# TEXT:
BEGIN

Migratory Songbirds Alter Breathing Patterns for High-Altitude Flight
Climate change has become a climate catastrophe, say researchers. Earth, water, fire and wind are fighting back and everyone and everything is affected. And that includes the world’s bird population.
New research from Western University’s Advanced Facility for Avian Research (AFAR) is the first to show that birds adjust their physiology during the migratory season to maintain oxygen uptake and movement to flight muscles, with some species exhibiting greater adjustments than others. Migration, the regular seasonal movement between breeding and wintering grounds, is greatly affected by climate change (specifically global warming) as birds are forced to encounter and endure changing temperatures, changing humidity, wildfire smoke and changing altitudes.

END

Entries listed in a dataset
BEGIN

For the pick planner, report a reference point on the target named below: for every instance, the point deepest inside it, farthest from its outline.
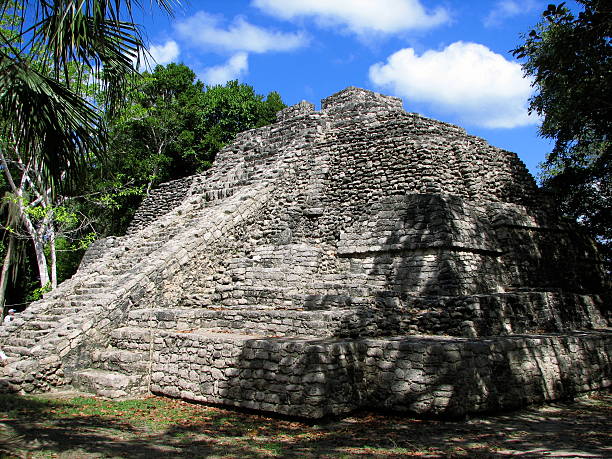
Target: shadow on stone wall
(426, 375)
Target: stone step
(33, 334)
(40, 324)
(109, 384)
(129, 362)
(132, 338)
(261, 322)
(15, 351)
(61, 311)
(23, 342)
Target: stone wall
(427, 375)
(291, 276)
(160, 201)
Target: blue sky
(447, 59)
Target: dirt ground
(72, 427)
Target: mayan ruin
(358, 256)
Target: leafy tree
(172, 126)
(49, 130)
(570, 60)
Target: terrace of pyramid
(358, 256)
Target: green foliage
(171, 127)
(37, 293)
(570, 59)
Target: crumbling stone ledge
(436, 375)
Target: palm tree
(41, 109)
(48, 51)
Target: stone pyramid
(356, 256)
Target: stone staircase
(100, 293)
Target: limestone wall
(427, 375)
(281, 279)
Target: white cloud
(166, 53)
(465, 80)
(236, 66)
(505, 9)
(207, 30)
(359, 16)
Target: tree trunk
(4, 274)
(41, 260)
(53, 257)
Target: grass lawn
(73, 426)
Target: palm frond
(45, 118)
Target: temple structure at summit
(356, 256)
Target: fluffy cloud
(466, 80)
(235, 67)
(204, 29)
(166, 53)
(505, 9)
(359, 16)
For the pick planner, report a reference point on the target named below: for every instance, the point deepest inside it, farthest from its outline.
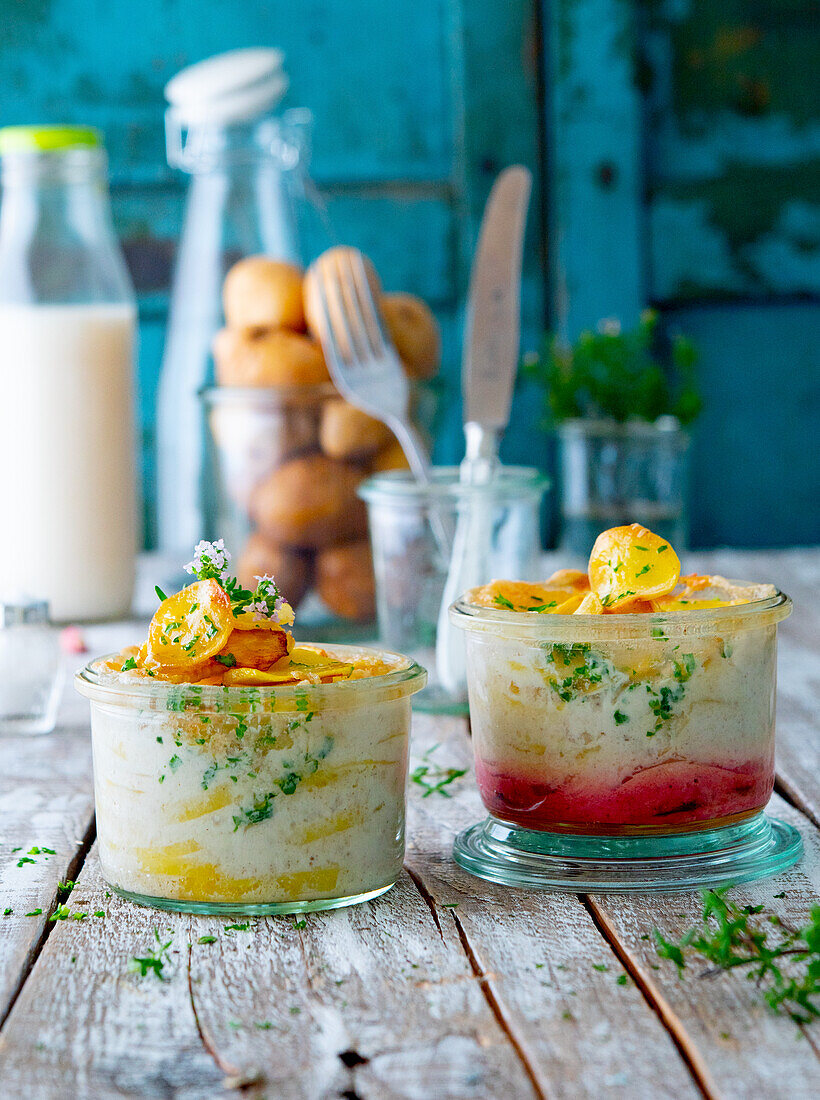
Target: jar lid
(47, 139)
(237, 86)
(23, 612)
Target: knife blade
(493, 317)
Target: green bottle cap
(46, 139)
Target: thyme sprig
(783, 961)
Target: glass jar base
(753, 849)
(249, 909)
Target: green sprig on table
(619, 374)
(784, 963)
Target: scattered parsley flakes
(730, 937)
(434, 780)
(153, 961)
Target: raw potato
(263, 293)
(391, 458)
(290, 569)
(310, 503)
(268, 358)
(347, 432)
(414, 331)
(345, 580)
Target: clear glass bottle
(67, 318)
(249, 194)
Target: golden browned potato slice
(255, 649)
(347, 432)
(345, 580)
(414, 331)
(263, 293)
(268, 358)
(192, 626)
(310, 502)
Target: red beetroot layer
(664, 795)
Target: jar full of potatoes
(290, 452)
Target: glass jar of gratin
(624, 751)
(252, 800)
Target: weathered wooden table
(446, 987)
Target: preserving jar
(624, 751)
(252, 800)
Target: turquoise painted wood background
(676, 146)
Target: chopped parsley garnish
(434, 780)
(786, 969)
(153, 961)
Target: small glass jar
(30, 669)
(288, 508)
(624, 751)
(410, 571)
(252, 800)
(613, 474)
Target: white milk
(67, 473)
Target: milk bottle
(68, 530)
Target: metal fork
(362, 361)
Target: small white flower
(212, 556)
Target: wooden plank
(549, 975)
(372, 999)
(46, 803)
(738, 1046)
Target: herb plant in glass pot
(621, 403)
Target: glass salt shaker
(30, 668)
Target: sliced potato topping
(192, 626)
(630, 564)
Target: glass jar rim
(654, 625)
(405, 679)
(666, 427)
(400, 486)
(268, 396)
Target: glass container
(249, 195)
(286, 508)
(67, 319)
(30, 669)
(252, 800)
(624, 751)
(410, 571)
(613, 474)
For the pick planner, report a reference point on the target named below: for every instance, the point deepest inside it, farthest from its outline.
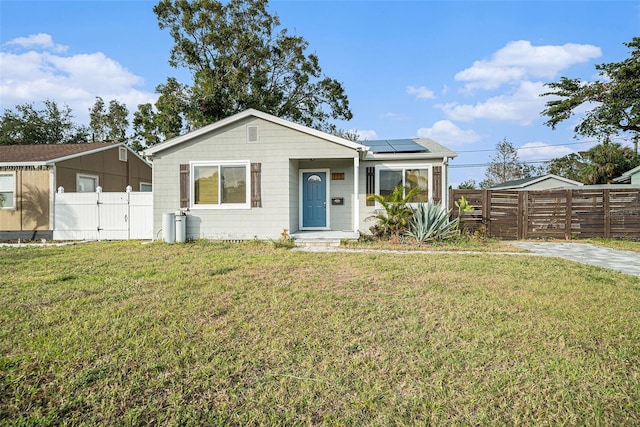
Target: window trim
(86, 175)
(225, 206)
(123, 154)
(15, 185)
(403, 167)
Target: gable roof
(423, 147)
(251, 113)
(626, 177)
(45, 154)
(526, 182)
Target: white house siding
(367, 211)
(277, 151)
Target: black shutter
(436, 186)
(371, 185)
(256, 185)
(184, 186)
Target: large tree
(238, 59)
(612, 103)
(52, 124)
(109, 124)
(598, 165)
(506, 166)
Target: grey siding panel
(276, 150)
(367, 211)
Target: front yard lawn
(248, 334)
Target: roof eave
(21, 164)
(149, 152)
(408, 156)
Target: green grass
(248, 334)
(463, 244)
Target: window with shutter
(184, 186)
(256, 185)
(437, 184)
(371, 184)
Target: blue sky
(464, 73)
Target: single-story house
(253, 175)
(31, 174)
(629, 177)
(544, 182)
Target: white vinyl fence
(103, 216)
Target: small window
(221, 185)
(7, 190)
(86, 183)
(252, 133)
(408, 177)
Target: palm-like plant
(394, 213)
(431, 222)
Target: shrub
(431, 222)
(393, 219)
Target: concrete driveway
(586, 253)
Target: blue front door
(314, 199)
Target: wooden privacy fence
(559, 214)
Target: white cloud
(520, 60)
(40, 40)
(523, 106)
(447, 133)
(421, 92)
(393, 116)
(74, 80)
(537, 150)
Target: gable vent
(252, 133)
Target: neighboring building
(629, 177)
(30, 175)
(254, 175)
(545, 182)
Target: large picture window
(221, 184)
(409, 177)
(7, 190)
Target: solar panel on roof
(395, 146)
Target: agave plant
(392, 220)
(431, 222)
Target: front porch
(323, 238)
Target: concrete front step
(317, 243)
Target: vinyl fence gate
(103, 216)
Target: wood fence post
(607, 216)
(486, 210)
(523, 204)
(567, 215)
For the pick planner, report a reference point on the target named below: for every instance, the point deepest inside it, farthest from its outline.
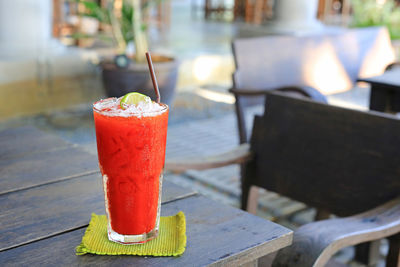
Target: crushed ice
(111, 107)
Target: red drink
(131, 151)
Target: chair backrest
(327, 61)
(341, 160)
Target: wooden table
(385, 91)
(49, 188)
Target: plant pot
(136, 78)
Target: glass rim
(165, 107)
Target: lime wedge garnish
(133, 99)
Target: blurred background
(52, 52)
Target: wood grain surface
(15, 142)
(218, 235)
(47, 210)
(44, 167)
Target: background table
(385, 91)
(49, 188)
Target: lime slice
(133, 99)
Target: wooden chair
(343, 161)
(252, 79)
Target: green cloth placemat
(171, 240)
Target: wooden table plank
(43, 211)
(45, 167)
(217, 235)
(15, 142)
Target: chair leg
(393, 257)
(252, 200)
(245, 193)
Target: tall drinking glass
(131, 152)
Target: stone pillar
(295, 16)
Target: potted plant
(125, 73)
(368, 13)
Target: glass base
(132, 239)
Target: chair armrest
(305, 91)
(236, 156)
(314, 243)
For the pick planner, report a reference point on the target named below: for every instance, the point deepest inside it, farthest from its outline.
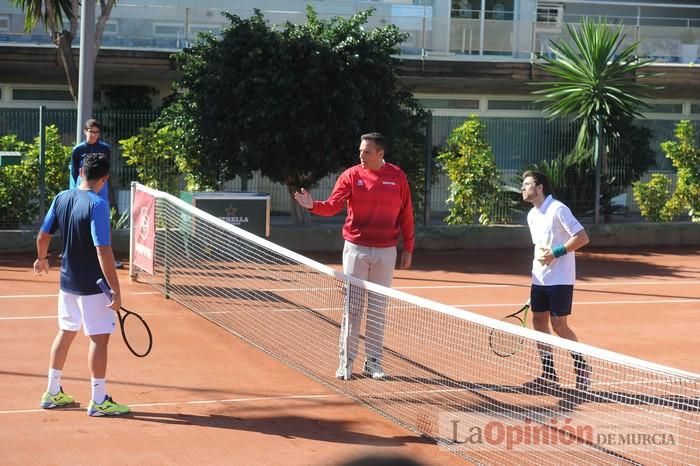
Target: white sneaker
(344, 372)
(373, 369)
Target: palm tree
(596, 81)
(53, 14)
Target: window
(111, 28)
(549, 15)
(435, 103)
(515, 105)
(499, 10)
(169, 30)
(41, 94)
(463, 9)
(197, 28)
(4, 23)
(666, 108)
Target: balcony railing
(171, 28)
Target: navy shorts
(556, 299)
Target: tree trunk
(64, 42)
(300, 216)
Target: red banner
(144, 230)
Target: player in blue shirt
(91, 145)
(82, 217)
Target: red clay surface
(205, 397)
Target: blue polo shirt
(77, 156)
(83, 219)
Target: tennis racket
(135, 332)
(506, 344)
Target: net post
(166, 258)
(132, 230)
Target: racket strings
(136, 334)
(505, 343)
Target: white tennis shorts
(89, 311)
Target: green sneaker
(107, 408)
(49, 401)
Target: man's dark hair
(92, 123)
(540, 179)
(376, 137)
(95, 166)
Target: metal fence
(516, 143)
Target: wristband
(559, 251)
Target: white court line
(579, 284)
(193, 402)
(55, 295)
(585, 303)
(467, 306)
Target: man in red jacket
(379, 209)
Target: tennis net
(442, 381)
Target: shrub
(476, 194)
(652, 196)
(19, 184)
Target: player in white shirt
(556, 234)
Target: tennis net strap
(442, 380)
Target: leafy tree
(684, 152)
(597, 82)
(54, 14)
(652, 196)
(19, 184)
(655, 201)
(293, 101)
(475, 188)
(154, 153)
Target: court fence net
(442, 380)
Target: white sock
(54, 381)
(98, 390)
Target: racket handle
(105, 288)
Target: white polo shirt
(552, 224)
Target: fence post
(428, 167)
(42, 163)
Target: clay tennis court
(203, 396)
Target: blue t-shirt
(77, 156)
(83, 219)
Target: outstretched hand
(304, 199)
(41, 266)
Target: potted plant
(689, 45)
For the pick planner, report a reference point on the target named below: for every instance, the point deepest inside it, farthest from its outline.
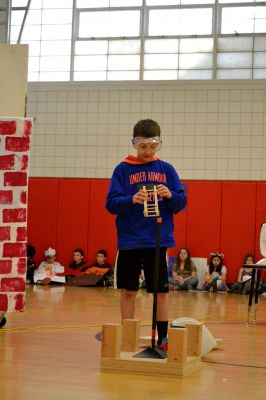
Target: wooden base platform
(126, 363)
(183, 356)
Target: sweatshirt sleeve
(118, 201)
(178, 200)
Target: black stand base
(151, 353)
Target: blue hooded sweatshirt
(133, 229)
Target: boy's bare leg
(127, 304)
(162, 307)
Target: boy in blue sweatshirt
(136, 233)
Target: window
(100, 40)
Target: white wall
(210, 130)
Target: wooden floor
(50, 351)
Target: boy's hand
(164, 192)
(139, 197)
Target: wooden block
(130, 334)
(194, 339)
(111, 340)
(145, 366)
(177, 345)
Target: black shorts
(130, 263)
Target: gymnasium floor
(50, 351)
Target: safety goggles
(143, 143)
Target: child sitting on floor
(49, 270)
(101, 262)
(216, 274)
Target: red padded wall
(237, 223)
(222, 216)
(203, 217)
(73, 218)
(180, 232)
(42, 214)
(260, 217)
(102, 232)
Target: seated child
(215, 274)
(184, 272)
(242, 286)
(101, 262)
(78, 265)
(49, 270)
(30, 263)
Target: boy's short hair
(146, 128)
(103, 252)
(80, 251)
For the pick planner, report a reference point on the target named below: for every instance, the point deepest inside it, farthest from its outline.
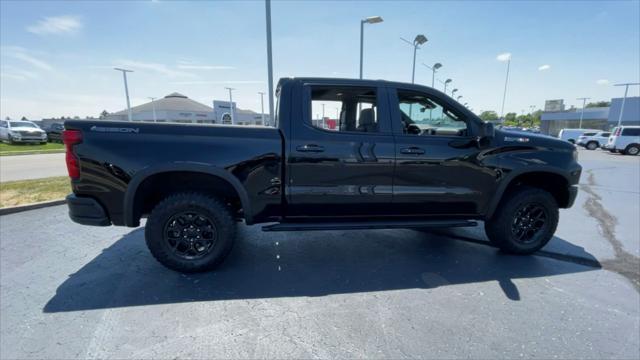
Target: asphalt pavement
(23, 167)
(72, 291)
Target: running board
(368, 225)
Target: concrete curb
(21, 208)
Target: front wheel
(632, 149)
(524, 221)
(592, 145)
(190, 232)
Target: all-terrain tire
(633, 149)
(202, 209)
(504, 227)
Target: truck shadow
(268, 265)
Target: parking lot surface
(70, 291)
(24, 167)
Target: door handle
(310, 148)
(414, 150)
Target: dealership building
(555, 118)
(179, 108)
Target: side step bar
(368, 225)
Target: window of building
(344, 109)
(421, 115)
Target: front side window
(344, 109)
(421, 115)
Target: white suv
(625, 139)
(593, 140)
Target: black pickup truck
(398, 156)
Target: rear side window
(344, 109)
(631, 132)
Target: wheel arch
(132, 218)
(550, 179)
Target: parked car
(412, 157)
(21, 132)
(593, 140)
(54, 132)
(625, 139)
(572, 135)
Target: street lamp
(624, 99)
(126, 89)
(504, 57)
(584, 101)
(153, 105)
(369, 20)
(262, 106)
(445, 84)
(419, 40)
(233, 118)
(433, 68)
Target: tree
(599, 104)
(488, 115)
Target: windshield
(22, 124)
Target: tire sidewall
(213, 209)
(499, 227)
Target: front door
(439, 166)
(341, 154)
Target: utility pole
(262, 106)
(624, 99)
(584, 102)
(267, 5)
(233, 118)
(153, 105)
(126, 89)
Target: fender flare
(507, 180)
(140, 176)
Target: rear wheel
(190, 232)
(633, 149)
(524, 221)
(592, 145)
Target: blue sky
(57, 57)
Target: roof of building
(172, 102)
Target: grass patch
(24, 192)
(23, 149)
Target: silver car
(21, 132)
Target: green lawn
(24, 192)
(24, 149)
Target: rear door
(341, 153)
(439, 168)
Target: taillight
(71, 138)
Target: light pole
(262, 107)
(419, 40)
(445, 84)
(126, 89)
(153, 105)
(233, 118)
(624, 99)
(433, 68)
(267, 5)
(369, 20)
(504, 57)
(584, 102)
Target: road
(71, 291)
(23, 167)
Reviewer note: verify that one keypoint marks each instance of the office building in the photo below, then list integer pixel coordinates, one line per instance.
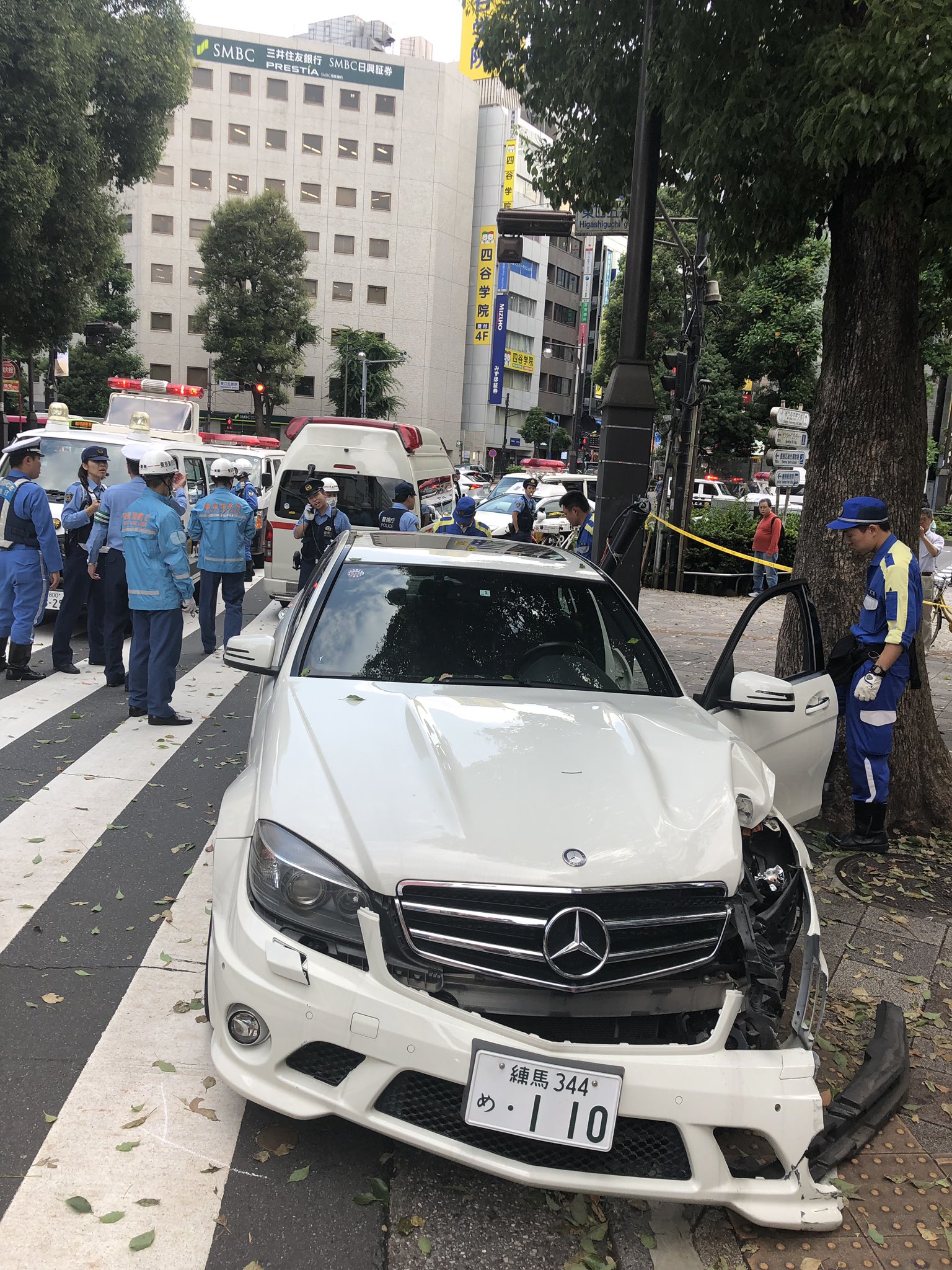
(376, 158)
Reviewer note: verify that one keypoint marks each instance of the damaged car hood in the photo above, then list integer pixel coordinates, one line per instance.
(431, 783)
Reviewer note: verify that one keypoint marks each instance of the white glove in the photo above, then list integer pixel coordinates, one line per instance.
(867, 687)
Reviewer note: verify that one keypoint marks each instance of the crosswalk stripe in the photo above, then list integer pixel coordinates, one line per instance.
(61, 822)
(182, 1155)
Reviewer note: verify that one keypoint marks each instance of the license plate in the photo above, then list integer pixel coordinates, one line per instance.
(522, 1094)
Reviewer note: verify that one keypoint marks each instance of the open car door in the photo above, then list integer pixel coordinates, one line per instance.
(790, 722)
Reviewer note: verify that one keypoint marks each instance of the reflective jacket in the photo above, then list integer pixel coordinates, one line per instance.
(221, 523)
(154, 545)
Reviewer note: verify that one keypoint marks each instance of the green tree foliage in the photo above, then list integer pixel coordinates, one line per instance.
(84, 93)
(382, 383)
(87, 390)
(787, 120)
(255, 313)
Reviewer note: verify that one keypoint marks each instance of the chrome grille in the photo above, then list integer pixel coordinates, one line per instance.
(649, 931)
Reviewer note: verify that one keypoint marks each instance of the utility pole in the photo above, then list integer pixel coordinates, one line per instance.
(628, 406)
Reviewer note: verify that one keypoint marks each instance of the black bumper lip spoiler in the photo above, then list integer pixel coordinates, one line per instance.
(876, 1093)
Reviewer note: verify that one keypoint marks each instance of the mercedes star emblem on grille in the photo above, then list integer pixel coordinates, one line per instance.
(576, 943)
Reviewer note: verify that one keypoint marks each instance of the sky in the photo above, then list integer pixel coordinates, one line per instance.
(439, 20)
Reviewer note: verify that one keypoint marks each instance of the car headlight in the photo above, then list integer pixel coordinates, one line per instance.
(298, 884)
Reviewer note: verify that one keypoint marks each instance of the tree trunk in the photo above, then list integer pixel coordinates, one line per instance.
(867, 437)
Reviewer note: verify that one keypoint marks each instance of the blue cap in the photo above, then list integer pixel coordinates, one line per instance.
(860, 512)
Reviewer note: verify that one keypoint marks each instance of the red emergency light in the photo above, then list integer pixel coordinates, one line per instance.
(155, 386)
(410, 437)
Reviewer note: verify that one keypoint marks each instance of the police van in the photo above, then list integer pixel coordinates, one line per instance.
(367, 458)
(173, 425)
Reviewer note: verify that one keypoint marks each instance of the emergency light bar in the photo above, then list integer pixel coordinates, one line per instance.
(410, 437)
(155, 386)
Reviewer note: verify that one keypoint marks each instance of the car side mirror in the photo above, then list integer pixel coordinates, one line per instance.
(252, 653)
(754, 691)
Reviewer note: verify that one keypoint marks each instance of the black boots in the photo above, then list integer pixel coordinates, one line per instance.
(870, 830)
(18, 664)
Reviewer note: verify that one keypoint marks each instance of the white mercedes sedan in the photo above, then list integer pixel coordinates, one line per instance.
(593, 993)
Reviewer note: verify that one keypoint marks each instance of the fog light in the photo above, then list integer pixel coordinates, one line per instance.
(245, 1026)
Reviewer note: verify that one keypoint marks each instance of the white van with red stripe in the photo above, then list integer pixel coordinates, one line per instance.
(367, 459)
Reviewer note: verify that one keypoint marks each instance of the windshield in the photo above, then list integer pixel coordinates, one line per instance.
(165, 414)
(61, 463)
(434, 624)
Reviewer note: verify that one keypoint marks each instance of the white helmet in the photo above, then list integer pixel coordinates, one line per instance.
(224, 468)
(156, 463)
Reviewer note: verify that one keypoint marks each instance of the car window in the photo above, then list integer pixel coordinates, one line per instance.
(418, 624)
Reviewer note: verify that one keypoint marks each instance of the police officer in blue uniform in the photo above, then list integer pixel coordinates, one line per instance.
(81, 505)
(462, 522)
(402, 515)
(524, 512)
(319, 525)
(30, 557)
(245, 489)
(161, 586)
(874, 664)
(104, 553)
(580, 516)
(223, 525)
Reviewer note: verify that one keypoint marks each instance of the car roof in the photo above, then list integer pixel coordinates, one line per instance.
(392, 548)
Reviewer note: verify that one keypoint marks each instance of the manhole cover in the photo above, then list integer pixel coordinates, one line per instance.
(902, 881)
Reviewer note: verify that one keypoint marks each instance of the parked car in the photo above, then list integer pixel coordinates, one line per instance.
(592, 1000)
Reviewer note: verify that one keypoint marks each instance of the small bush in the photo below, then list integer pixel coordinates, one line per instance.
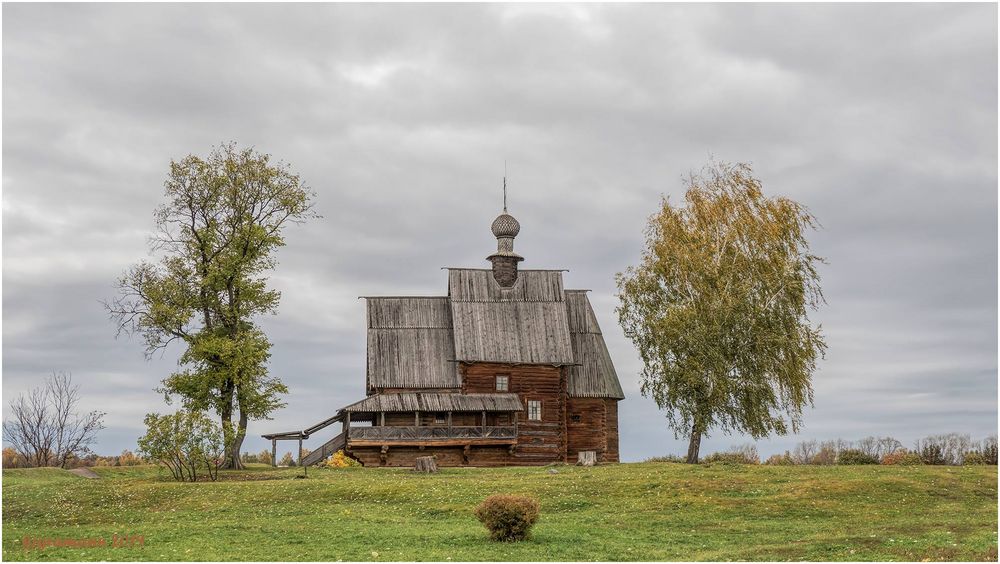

END

# REQUIREMENT:
Can you extract the passage of the songbird migration article above from "New research from" up to and including "and changing altitudes.", copying it word for word?

# ANSWER SPACE:
New research from Western University’s Advanced Facility for Avian Research (AFAR) is the first to show that birds adjust their physiology during the migratory season to maintain oxygen uptake and movement to flight muscles, with some species exhibiting greater adjustments than others. Migration, the regular seasonal movement between breeding and wintering grounds, is greatly affected by climate change (specifically global warming) as birds are forced to encounter and endure changing temperatures, changing humidity, wildfire smoke and changing altitudes.